### Passage to read
** Begin **

Fox cubs rescued by volunteers during lockdown

Published by the Pirate FM News Team at 10:00am 2nd May 2020.

Although closed to the public, Feadon Wildlife Centre in Portreath, on the north Cornwall coast, has been busy during this time of confinement dealing with an influx of foxes in need of help. 

The latest rescue was a pair of fox cubs - a male and a female - who were found by a local farmer, crying outside their den.

Around two weeks old, it was apparent the cubs had been without food or milk for a few days, with their mother thought to have been frightened away by dogs.

The male cub was picked up and brought to Feadon Wildlife Centre but the other one went to ground.

Whilst volunteers was at the vets organising milk powder for the first cub, the second cub was captured, with both ending up together in the care of Feadon Wildlife Centre.

Part of the Landal Gwel an Mor resort, Feadon Wildlife Centre is a non-for-profit part of the business who are currently only open to NHS workers staying onsite.

However, the Feadon Wildlife Centre resident animals still need feeding, exercising, and nursing so the dedicated team of staff are now volunteering to continue their exceptional level of care for the animals round the clock.

Headed up by Gary Zammit, he is often the first call for people who discover animals in distress, which continues when the world is in lockdown, with the team recently being involved in a flurry of fox rescues - three missions in the last three months. 

With the young foxes needing feeding every three hours, day and night, Gary’s dedication has meant these cubs have a chance of survival and they are both now strong and thriving.

Due to the constant feeding to build them up to good health, and level of handling needed, they have now been imprinted on humans and unlikely to survive in the wild so the cubs will become residents at Feadon Wildlife Centre, joining the other foxes. 

Fox cubs portreath

OTHER RESCUES 

In March Feadon Wildlife Centre was contacted by a local vet who had taken a call from a concerned member of the public who had found an abandoned fox cub at the bottom of a steep sand dune.

The female cub was disorientated, hungry, and had an unexplained tilt to her head and it wasn’t clear how old she was or what her back story was.

Again, this fox was nursed by Gary day and night, with her head issue correcting as her strength grew.

It is hoped that this fox has the chance to be released back into the wild as she is exhibiting the wild traits she would need to survive.

** End **

### Records supplied

** Begin **

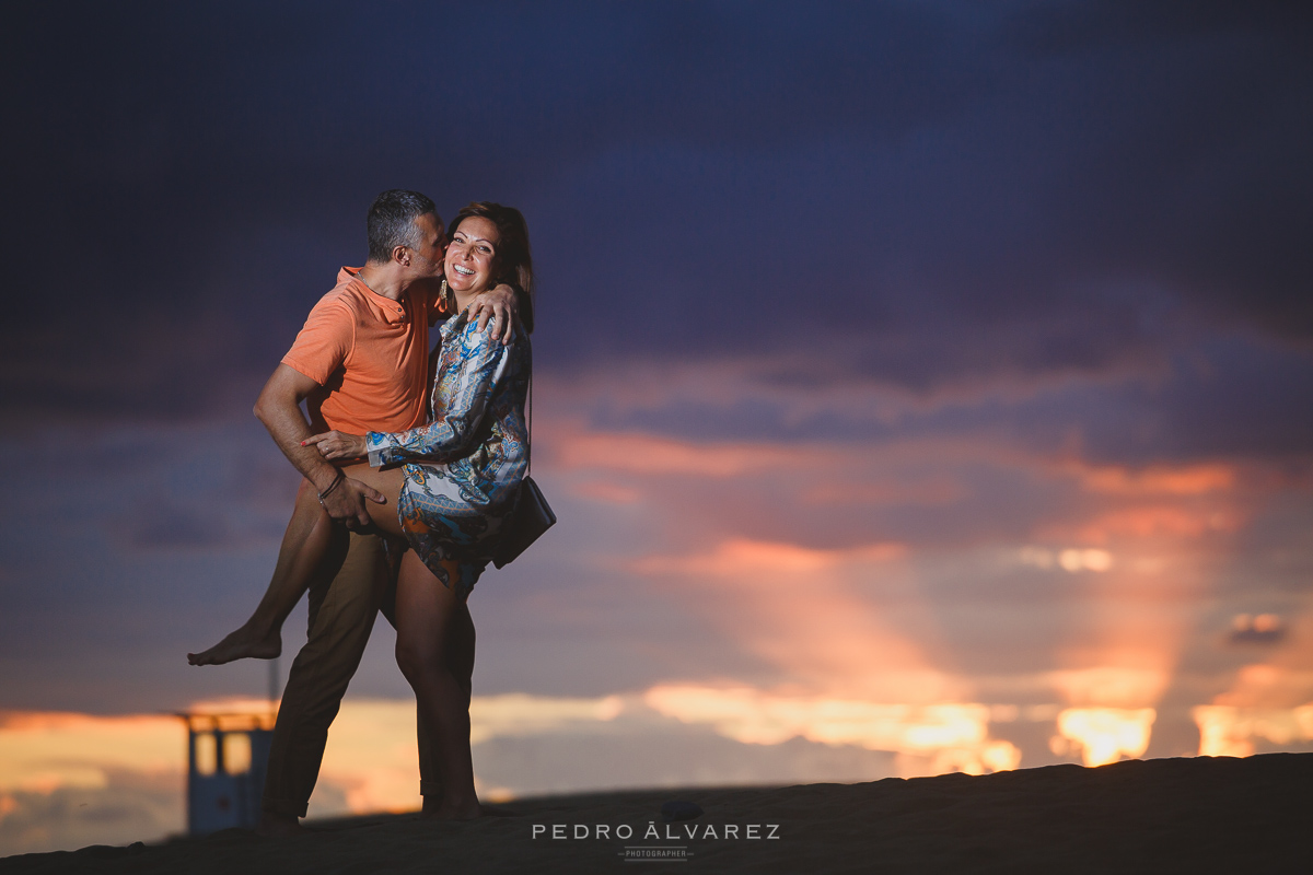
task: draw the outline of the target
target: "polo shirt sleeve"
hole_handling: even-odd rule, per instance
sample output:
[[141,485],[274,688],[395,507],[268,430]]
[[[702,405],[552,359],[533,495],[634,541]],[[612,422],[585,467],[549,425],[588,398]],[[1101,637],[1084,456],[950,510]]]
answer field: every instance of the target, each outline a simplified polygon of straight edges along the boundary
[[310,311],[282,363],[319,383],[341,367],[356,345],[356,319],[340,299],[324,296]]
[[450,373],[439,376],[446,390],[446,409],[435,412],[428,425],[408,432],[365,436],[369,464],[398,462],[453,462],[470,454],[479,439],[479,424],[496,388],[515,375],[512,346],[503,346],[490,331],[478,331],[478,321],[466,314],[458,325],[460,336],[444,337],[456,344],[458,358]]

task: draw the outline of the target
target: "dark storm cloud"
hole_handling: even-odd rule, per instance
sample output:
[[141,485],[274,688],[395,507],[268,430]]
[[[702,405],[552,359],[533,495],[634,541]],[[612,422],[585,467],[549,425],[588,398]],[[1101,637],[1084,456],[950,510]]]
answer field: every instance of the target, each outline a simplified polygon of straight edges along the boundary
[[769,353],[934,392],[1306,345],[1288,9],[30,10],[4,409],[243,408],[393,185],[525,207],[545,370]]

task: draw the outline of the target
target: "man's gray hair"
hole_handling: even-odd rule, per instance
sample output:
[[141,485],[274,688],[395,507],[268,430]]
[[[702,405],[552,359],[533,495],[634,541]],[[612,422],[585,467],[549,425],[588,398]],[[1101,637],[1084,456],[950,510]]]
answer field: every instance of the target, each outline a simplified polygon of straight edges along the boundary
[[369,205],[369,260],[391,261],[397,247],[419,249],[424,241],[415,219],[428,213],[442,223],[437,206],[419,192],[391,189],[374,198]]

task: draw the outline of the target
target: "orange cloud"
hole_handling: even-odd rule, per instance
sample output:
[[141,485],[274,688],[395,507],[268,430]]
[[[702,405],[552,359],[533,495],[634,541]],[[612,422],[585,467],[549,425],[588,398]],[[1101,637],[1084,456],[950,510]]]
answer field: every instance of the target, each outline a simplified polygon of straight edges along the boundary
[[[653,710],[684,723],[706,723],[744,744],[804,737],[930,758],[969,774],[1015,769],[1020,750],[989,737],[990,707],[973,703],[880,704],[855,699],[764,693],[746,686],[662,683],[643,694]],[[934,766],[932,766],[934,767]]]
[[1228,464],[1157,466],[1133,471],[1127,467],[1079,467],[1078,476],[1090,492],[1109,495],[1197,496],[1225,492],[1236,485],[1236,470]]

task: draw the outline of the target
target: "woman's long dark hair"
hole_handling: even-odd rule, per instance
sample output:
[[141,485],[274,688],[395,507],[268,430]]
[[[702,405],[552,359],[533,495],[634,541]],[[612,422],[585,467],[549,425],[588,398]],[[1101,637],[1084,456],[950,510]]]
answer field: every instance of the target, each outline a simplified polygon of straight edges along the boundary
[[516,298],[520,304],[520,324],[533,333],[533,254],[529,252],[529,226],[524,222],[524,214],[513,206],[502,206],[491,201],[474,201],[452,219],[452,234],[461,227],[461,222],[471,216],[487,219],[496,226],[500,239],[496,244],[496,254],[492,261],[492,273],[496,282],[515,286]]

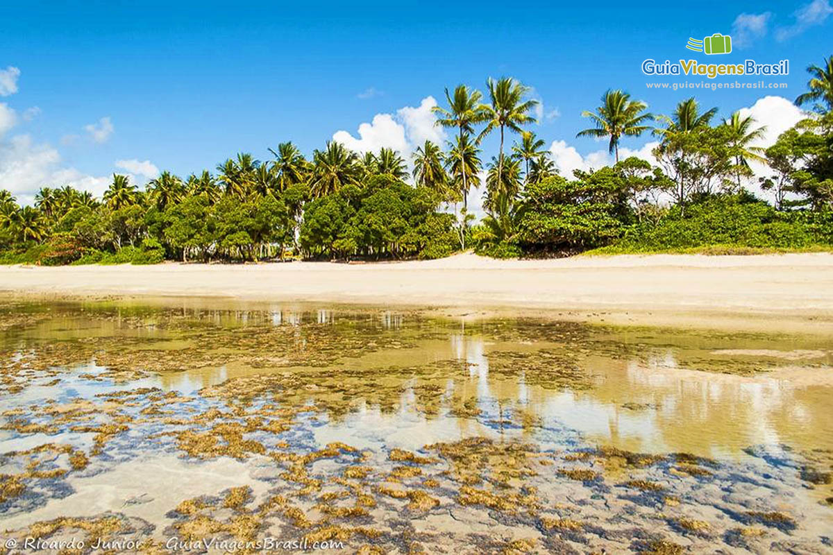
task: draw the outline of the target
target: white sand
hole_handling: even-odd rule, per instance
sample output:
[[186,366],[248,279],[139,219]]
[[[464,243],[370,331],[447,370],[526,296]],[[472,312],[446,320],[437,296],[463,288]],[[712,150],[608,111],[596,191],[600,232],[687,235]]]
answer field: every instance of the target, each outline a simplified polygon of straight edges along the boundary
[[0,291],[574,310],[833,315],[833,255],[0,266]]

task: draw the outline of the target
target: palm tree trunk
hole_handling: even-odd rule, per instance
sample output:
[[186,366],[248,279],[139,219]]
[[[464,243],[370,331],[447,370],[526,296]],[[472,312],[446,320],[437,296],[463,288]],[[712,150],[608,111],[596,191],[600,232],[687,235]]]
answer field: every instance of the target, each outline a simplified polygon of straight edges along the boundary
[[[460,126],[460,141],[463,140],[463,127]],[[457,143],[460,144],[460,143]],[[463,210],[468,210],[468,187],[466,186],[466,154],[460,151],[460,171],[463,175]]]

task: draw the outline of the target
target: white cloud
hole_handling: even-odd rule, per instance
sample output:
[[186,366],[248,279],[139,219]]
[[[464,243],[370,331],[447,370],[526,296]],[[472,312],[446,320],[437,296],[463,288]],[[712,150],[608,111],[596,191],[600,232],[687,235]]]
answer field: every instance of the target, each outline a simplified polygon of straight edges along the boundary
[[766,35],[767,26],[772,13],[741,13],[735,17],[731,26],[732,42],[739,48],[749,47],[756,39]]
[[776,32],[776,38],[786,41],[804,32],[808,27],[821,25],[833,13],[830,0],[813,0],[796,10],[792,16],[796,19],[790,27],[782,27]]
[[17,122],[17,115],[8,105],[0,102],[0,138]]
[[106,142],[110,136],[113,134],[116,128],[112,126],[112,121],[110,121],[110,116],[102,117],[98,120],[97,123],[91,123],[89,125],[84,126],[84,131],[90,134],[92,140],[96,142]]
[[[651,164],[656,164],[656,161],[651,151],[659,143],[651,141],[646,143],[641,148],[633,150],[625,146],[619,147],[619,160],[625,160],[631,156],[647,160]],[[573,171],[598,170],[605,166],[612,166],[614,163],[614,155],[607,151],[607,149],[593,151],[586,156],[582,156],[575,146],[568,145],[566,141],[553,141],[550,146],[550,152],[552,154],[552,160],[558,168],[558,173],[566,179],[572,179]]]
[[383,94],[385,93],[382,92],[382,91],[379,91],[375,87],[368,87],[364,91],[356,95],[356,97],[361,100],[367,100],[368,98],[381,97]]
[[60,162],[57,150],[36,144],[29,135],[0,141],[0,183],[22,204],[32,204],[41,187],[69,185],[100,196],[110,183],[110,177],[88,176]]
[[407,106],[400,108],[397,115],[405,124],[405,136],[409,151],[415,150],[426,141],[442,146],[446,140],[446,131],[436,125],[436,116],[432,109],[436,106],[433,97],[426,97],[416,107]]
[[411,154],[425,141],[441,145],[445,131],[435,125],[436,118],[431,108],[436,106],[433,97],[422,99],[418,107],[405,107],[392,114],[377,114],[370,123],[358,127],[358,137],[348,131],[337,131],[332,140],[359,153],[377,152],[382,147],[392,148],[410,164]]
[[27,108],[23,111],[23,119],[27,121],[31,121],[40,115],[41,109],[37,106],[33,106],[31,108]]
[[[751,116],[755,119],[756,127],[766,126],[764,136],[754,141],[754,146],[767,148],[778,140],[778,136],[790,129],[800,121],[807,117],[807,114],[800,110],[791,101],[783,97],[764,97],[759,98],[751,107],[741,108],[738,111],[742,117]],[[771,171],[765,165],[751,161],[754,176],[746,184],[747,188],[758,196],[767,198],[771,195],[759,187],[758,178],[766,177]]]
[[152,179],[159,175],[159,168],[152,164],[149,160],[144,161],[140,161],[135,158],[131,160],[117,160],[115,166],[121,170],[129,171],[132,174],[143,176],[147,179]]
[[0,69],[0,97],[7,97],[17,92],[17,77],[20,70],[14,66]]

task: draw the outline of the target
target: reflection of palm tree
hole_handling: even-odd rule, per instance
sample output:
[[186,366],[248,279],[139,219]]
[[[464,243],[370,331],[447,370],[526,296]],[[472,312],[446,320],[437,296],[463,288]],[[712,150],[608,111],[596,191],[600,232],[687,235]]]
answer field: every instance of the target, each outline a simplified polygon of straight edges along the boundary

** End **

### Directions
[A] Answer these questions from the fox cub rescue article:
(i) Who found the pair of cubs crying outside their den?
(ii) How often did the young foxes need feeding?
(iii) Where was the abandoned cub found in March?
[B] Carry on the fox cub rescue article from its final sentence.

### Outputs
[A]
(i) A local farmer.
(ii) Every three hours, day and night.
(iii) At the bottom of a steep sand dune.

[B]
After being contacted by a past visitor with this story, the fox was named Elisabeth in honour of a fox admirer who had made some precious memories visiting the foxes at the centre with her family, who sadly passed away on New Year’s Eve. 

“Here at the farm we have had a flurry of foxes. My favourite recent story being Elisabeth, a young fox cub found on a beach with head trauma. The outcome did not look good but after some TLC and treatment from our vet she has made a full recovery and is in now in a release scheme with another orphan”. 

             Gary Zammit, Head Rescue Volunteer, Feadon Wildlife Centre

Back in February, Margo, the American Red fox arrived at Feadon Wildlife Centre to be rehomed after living as a pet with a change in circumstances meaning her owner could no longer keep her.

Usually bred for the fur industry in many European countries, this striking fox soon settled into life at the farm, happily playing with the team's dogs.

Fox cubs portreath

WHAT WILL HAPPEN TO THE FOX CUBS?

The new foxes will hopefully soon be joining Feadon Wildlife Centre’s existing fox family - Todd, Meadow, and Mavis, all tame rescue foxes who weren’t able to be released back into the wild.

Feadon Wildlife Centre is home to a whole host of rescue animals with meeting the tame, rescue foxes who live there, the highlight for many visitors on their guided ranger walks.

Each of the rescue animals at the centre plays an invaluable role in educating the visitors they meet on the conservation of British wildlife.

The hope is that shortly Margo and the cubs once settled in will join the other foxes in their dedicated space and eventually meet visitors, then they too will help tell an important story of how we can support nature rather than destroy it.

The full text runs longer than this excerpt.